-- START --

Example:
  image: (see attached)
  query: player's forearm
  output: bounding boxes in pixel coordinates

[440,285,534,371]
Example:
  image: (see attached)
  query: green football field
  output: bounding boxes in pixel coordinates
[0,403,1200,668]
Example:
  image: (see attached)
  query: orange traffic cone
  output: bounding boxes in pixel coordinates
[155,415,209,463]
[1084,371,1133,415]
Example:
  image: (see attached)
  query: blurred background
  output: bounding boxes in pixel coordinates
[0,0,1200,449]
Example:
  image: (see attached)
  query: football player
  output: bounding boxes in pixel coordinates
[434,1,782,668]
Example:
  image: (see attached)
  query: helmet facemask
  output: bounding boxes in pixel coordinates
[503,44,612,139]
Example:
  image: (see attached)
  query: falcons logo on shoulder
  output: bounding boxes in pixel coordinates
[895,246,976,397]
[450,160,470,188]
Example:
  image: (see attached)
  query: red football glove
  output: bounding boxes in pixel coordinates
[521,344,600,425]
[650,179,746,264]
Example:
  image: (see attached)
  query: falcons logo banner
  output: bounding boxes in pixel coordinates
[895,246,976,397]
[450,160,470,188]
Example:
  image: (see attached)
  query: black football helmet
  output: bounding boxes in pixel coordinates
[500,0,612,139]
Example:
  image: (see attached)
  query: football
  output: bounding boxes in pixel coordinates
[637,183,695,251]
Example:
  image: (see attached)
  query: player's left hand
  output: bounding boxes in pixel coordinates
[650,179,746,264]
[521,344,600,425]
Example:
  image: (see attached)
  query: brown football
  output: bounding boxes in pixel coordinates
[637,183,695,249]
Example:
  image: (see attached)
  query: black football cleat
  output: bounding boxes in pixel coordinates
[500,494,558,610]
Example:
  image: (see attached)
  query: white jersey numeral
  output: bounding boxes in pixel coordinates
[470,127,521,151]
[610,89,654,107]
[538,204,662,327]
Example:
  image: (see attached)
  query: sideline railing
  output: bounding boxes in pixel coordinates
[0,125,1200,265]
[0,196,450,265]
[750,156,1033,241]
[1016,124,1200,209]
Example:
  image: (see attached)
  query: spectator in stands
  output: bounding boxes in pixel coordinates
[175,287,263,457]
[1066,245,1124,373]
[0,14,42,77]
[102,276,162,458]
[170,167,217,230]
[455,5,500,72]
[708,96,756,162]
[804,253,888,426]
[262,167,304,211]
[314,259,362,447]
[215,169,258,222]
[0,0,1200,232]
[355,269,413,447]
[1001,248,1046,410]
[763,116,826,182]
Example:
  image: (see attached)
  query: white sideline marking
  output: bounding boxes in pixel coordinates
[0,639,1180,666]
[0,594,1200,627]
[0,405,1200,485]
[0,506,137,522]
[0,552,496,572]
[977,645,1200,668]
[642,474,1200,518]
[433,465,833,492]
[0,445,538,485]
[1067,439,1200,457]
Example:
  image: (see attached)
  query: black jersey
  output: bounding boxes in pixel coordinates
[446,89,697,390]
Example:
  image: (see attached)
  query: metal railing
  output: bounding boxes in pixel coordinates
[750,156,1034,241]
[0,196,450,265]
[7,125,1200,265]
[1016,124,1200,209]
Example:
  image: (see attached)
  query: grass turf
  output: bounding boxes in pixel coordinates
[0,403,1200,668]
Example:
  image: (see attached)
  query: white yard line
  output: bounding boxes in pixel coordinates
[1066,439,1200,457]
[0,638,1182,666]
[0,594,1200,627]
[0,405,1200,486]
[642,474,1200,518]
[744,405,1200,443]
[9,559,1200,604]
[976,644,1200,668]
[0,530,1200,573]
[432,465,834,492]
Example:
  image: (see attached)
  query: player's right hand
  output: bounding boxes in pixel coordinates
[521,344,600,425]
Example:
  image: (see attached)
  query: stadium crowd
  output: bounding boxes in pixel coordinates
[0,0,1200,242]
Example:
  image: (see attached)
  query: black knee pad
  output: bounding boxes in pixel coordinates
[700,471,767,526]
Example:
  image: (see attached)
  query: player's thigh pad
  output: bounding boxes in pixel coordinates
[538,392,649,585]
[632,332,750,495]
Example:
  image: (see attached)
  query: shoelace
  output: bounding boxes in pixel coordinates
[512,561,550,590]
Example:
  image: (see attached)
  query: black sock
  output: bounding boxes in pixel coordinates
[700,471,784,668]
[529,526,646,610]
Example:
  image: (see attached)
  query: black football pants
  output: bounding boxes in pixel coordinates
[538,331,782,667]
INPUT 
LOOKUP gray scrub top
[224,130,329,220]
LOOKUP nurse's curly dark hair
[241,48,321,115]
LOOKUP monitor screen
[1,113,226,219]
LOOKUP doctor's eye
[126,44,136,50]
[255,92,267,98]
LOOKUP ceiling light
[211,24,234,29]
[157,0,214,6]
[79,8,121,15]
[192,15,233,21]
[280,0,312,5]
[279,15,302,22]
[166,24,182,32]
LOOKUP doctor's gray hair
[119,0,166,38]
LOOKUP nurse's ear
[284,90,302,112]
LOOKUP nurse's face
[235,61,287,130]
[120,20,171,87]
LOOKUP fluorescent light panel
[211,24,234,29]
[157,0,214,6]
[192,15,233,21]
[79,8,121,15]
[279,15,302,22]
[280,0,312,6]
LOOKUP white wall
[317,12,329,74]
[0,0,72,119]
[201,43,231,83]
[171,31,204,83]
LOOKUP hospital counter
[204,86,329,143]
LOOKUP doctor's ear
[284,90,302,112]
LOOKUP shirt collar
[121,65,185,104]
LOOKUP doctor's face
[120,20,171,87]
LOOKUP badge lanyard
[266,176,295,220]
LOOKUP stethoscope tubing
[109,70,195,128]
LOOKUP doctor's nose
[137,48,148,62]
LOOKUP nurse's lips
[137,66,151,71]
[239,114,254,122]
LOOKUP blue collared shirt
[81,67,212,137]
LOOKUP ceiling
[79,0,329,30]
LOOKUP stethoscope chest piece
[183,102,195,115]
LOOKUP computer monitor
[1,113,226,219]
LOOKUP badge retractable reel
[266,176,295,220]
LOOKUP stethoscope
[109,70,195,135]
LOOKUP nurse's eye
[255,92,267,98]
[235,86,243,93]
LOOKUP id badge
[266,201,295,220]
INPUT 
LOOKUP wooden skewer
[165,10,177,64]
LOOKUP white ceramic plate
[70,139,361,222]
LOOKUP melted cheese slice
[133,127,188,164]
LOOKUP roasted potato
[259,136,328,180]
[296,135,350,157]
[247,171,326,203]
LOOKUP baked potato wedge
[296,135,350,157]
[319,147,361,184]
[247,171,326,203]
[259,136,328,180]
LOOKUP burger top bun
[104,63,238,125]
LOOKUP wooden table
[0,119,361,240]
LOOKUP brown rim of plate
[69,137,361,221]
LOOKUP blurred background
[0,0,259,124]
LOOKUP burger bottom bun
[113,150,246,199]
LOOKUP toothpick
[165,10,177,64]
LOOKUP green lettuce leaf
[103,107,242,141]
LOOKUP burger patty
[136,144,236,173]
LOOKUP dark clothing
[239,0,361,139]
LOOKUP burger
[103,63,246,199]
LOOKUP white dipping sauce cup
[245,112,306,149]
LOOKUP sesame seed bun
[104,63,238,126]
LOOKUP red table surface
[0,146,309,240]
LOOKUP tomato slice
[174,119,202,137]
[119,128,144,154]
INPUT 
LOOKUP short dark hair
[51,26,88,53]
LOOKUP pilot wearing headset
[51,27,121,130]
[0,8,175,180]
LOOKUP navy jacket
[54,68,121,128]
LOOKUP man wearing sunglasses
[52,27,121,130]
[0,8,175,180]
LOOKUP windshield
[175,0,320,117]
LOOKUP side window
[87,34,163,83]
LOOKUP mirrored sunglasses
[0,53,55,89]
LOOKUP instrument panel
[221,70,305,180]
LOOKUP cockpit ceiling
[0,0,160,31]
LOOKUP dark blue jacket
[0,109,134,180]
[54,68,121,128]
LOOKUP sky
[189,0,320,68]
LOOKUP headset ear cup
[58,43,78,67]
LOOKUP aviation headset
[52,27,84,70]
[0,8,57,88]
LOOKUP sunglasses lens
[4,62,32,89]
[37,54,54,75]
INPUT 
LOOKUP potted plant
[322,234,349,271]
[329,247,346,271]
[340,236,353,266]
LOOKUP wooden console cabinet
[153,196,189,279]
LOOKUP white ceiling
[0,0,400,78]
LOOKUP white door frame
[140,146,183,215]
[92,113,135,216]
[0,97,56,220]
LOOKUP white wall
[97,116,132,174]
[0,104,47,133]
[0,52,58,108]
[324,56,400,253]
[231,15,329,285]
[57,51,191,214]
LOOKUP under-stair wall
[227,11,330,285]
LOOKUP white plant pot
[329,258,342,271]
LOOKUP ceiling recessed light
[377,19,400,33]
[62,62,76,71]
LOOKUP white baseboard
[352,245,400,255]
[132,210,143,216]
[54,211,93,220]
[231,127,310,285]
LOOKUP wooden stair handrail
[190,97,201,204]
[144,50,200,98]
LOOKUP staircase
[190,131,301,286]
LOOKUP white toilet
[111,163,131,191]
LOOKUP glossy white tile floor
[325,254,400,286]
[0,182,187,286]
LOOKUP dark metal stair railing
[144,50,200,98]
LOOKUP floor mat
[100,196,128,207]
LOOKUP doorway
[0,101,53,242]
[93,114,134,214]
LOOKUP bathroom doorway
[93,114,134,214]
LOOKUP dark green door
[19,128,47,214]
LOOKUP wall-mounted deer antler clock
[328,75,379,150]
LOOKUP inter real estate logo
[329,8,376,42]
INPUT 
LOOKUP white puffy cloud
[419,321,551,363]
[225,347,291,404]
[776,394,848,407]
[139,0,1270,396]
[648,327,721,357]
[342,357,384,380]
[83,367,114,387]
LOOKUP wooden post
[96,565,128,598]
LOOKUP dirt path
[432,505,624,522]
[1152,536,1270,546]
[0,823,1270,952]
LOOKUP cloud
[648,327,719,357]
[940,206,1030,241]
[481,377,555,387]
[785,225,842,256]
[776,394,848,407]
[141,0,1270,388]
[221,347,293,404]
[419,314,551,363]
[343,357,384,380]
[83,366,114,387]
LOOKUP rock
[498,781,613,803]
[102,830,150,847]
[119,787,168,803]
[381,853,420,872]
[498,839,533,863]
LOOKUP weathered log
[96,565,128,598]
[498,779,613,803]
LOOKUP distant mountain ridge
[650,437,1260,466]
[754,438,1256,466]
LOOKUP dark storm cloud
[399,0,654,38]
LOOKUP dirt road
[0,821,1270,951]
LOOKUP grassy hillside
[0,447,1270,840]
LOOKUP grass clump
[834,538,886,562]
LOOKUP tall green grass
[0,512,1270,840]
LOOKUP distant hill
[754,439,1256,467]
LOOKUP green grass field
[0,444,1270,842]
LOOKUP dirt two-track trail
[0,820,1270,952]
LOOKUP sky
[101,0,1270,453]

-- END --

• [The exercise]: Rewrite every line of the entries from the one containing "LOOKUP nurse's curly dark hair" through the one containing "[235,86,243,93]", both included. Scale each bounding-box coordinate by 2.1 and round it to a whole number, with halves rounded up, keeping all other lines unchanged.

• [Result of this exercise]:
LOOKUP nurse's curly dark hair
[506,101,674,242]
LOOKUP monitor screen
[2,237,475,460]
LOOKUP doctor's eye
[265,92,286,105]
[536,193,561,206]
LOOKUP ceiling light
[443,50,491,61]
[330,0,449,13]
[166,17,254,32]
[403,32,489,44]
[588,0,655,11]
[586,32,634,46]
[349,50,382,67]
LOOKUP doctor's gray hair
[250,0,349,80]
LOOKUP nurse's ear
[596,189,634,235]
LOOKUP nurse's face
[494,128,603,273]
[252,42,359,183]
LOOKUP fluorescent light panel
[443,50,491,61]
[330,0,449,13]
[403,32,489,44]
[166,17,254,32]
[586,32,634,46]
[588,0,655,13]
LOOKUP white wall
[666,25,691,155]
[0,0,151,250]
[422,90,485,174]
[359,65,428,174]
LOOKUP hospital counter
[428,181,691,300]
LOOKUP doctor's ear
[596,189,634,235]
LOOKUP shirt collar
[254,137,389,218]
LOOKUP doctor's face
[252,42,359,183]
LOOKUP badge lanyard
[559,370,620,462]
LOOKUP stethoscope tubing
[229,147,410,269]
LOOKUP doctor's nose
[288,101,311,130]
LOOKUP nurse's lips
[288,139,317,149]
[502,239,533,256]
LOOKUP blue collared shirt
[170,141,445,288]
LOOKUP ceiling
[166,0,691,63]
LOOKUP stethoscope chest piece
[384,214,410,242]
LOOKUP computer monitor
[2,237,475,460]
LOOKUP badge retractable reel
[559,370,620,462]
LOOKUP stethoscope
[229,147,410,284]
LOOKUP nurse's eye
[536,193,561,206]
[494,181,510,195]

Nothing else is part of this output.